やること: 干物づくりについての抜粋のうち、「ーーなるほど。網代で獲れたお魚で天日干しされた干物はすごく美味しそうですね。」から「って干物作りを行っています。」までの部分を一字も変えずに書き写すこと。

小澤 そうですね、天日干しは直接太陽の光によって乾燥させるので、色合いが太陽みたいに黄色っぽくなるのが、天日干しされた干物の特徴ですね。また、機械干しと比較してしっかりと身の芯まで乾燥されるのが天日干しの強みです。干物は身まで乾燥されないと水っぽくなり日持ちが悪くなります。そして焼いた時も身がほぐれやすくなり、あまり美味しくないです。

ーーなるほど。網代で獲れたお魚で天日干しされた干物はすごく美味しそうですね。

小澤 間違いないです。美味しい干物作りは天日干しだけではなく、それに使われるお魚の質の良し悪しにも左右されます。ご存知の通り、網代は恵まれた相模灘の環境の中で非常に質の良いお魚がたくさん獲れています。それが故に、魚にもこだわって干物作りを行っています。

ーー天日干しの干物の魅力を教えて頂きましてありがとうございました。それでは2つ目のポイントを教えてください。

小澤 はい、私たち小澤商店で作られている干物には『保存料』や『着色料』が使われていないところです。

ーー保存料や着色料と聞くとあんまり良くないイメージがあります。

小澤 そうですね、天日干しされた干物の消費期限は長くても4日程度ですが、保存料を使うと1週間程度となり、ほぼ倍の期間を保存出来ます。
また、例えばみりん干しを作る際、ある地域ではコストを低く抑えるために、みりんに漬ける時間を私たちが行う1/6程度にして、魚の表面に色合いを見せるために着色料が使われていたりします。小澤商店では素材本来の味を活かすために、創業当時から着色料や保存料を使わない干物作りを行っています。

[ラベル付けコレクションの項目]
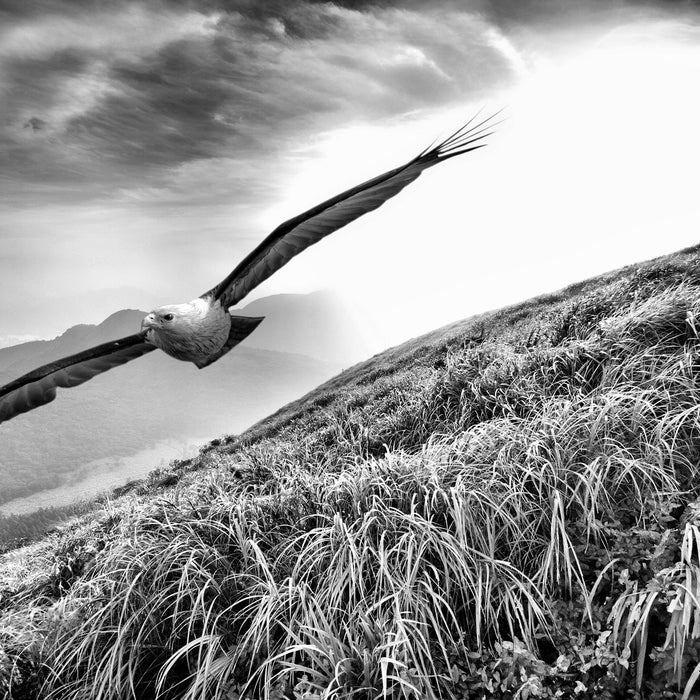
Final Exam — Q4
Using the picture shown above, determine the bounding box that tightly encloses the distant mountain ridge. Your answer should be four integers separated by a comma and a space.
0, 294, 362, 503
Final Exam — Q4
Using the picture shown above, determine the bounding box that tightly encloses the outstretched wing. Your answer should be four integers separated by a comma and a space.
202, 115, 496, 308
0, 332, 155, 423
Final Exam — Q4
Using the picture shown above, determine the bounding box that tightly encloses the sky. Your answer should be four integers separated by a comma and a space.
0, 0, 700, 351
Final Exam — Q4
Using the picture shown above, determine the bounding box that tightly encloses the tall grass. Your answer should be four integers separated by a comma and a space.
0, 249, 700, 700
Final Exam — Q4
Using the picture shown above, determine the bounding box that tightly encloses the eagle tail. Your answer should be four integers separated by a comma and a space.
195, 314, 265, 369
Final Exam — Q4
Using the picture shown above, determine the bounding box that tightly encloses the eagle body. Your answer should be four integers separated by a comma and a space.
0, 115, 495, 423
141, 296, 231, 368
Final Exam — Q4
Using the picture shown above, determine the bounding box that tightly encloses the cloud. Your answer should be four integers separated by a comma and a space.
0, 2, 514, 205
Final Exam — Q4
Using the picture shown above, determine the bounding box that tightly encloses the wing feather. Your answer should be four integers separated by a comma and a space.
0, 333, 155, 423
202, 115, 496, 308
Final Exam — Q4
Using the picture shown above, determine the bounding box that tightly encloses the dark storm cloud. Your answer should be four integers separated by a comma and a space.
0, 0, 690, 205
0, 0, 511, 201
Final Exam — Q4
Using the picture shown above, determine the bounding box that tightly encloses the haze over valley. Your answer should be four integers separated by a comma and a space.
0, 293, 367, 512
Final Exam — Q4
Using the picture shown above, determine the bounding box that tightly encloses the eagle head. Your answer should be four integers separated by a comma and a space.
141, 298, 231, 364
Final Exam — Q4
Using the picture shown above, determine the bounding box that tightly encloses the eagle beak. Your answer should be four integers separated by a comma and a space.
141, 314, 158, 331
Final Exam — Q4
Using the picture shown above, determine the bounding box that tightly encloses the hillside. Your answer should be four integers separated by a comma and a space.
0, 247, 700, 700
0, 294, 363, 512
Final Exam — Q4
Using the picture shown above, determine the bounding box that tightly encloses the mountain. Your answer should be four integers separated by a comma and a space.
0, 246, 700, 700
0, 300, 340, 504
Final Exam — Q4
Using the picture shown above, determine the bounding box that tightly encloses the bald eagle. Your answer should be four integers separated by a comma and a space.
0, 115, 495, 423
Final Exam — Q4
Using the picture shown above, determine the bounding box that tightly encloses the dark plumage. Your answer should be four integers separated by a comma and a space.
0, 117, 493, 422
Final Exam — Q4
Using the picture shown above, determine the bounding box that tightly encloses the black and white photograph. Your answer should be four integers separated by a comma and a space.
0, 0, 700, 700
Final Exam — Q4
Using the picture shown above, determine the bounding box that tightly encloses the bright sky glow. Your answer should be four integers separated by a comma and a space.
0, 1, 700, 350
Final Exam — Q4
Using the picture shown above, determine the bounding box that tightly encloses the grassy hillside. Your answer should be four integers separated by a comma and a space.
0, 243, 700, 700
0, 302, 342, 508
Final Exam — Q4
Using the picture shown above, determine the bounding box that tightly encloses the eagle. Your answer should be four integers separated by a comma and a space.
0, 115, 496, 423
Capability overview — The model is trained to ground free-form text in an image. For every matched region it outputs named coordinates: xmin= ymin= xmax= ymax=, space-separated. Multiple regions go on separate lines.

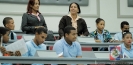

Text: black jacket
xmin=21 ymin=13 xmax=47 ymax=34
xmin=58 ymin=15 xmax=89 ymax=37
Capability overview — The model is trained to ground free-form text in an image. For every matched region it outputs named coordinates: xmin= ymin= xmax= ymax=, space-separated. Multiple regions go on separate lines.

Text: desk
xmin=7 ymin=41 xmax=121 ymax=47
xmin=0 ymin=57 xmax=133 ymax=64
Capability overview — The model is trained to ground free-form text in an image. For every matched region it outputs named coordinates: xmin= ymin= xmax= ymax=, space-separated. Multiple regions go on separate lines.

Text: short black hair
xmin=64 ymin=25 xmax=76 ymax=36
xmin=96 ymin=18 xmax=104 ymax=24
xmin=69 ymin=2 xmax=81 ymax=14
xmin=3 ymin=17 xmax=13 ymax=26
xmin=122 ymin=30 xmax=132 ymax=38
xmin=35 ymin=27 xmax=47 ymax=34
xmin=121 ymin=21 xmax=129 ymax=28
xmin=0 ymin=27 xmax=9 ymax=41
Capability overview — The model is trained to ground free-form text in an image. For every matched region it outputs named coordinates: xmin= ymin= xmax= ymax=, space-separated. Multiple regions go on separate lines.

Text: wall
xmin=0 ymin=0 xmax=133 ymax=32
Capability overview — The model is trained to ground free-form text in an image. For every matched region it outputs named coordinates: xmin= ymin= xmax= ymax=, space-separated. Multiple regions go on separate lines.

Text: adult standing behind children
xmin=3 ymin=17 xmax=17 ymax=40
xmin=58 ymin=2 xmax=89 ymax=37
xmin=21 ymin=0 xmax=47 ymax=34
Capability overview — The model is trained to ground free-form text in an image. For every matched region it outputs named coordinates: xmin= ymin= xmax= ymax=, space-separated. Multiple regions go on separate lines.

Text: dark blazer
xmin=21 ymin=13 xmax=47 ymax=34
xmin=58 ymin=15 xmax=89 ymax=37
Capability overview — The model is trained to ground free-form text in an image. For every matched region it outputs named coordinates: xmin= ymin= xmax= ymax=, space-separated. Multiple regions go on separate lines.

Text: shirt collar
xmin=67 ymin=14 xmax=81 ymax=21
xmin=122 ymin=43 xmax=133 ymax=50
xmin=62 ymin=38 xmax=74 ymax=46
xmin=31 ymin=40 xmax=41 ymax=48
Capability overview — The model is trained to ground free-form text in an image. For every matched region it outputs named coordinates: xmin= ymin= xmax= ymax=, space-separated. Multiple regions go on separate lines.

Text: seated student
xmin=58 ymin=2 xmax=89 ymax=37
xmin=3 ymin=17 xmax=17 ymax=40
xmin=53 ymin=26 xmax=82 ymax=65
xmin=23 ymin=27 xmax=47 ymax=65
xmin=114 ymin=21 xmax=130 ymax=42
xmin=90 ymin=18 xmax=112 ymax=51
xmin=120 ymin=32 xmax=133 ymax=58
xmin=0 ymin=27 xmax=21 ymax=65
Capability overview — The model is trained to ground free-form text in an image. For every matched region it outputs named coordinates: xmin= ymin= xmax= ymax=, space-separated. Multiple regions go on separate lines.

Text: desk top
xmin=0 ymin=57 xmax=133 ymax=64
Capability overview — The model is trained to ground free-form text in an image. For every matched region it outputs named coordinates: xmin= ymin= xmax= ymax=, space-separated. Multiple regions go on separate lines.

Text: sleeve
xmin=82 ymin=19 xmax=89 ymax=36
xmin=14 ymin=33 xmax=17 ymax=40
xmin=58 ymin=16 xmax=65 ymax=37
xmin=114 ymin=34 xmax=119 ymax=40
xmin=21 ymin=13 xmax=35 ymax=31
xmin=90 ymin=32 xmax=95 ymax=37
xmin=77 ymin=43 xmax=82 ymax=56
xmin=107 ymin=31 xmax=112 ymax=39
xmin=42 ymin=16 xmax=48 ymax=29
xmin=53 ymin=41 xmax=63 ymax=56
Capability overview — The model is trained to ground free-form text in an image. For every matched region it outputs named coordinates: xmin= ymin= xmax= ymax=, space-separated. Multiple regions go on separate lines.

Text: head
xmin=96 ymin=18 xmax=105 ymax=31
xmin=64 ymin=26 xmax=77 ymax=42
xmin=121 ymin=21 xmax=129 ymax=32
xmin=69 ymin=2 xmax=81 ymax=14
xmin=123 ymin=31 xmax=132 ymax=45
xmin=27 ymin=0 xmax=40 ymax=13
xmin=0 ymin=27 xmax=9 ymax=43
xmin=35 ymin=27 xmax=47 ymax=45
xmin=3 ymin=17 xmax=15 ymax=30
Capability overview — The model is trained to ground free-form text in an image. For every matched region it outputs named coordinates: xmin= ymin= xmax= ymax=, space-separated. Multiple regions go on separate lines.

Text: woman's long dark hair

解答:
ーーなるほど。網代で獲れたお魚で天日干しされた干物はすごく美味しそうですね。

小澤 間違いないです。美味しい干物作りは天日干しだけではなく、それに使われるお魚の質の良し悪しにも左右されます。ご存知の通り、網代は恵まれた相模灘の環境の中で非常に質の良いお魚がたくさん獲れています。それが故に、魚にもこだわって干物作りを行っています。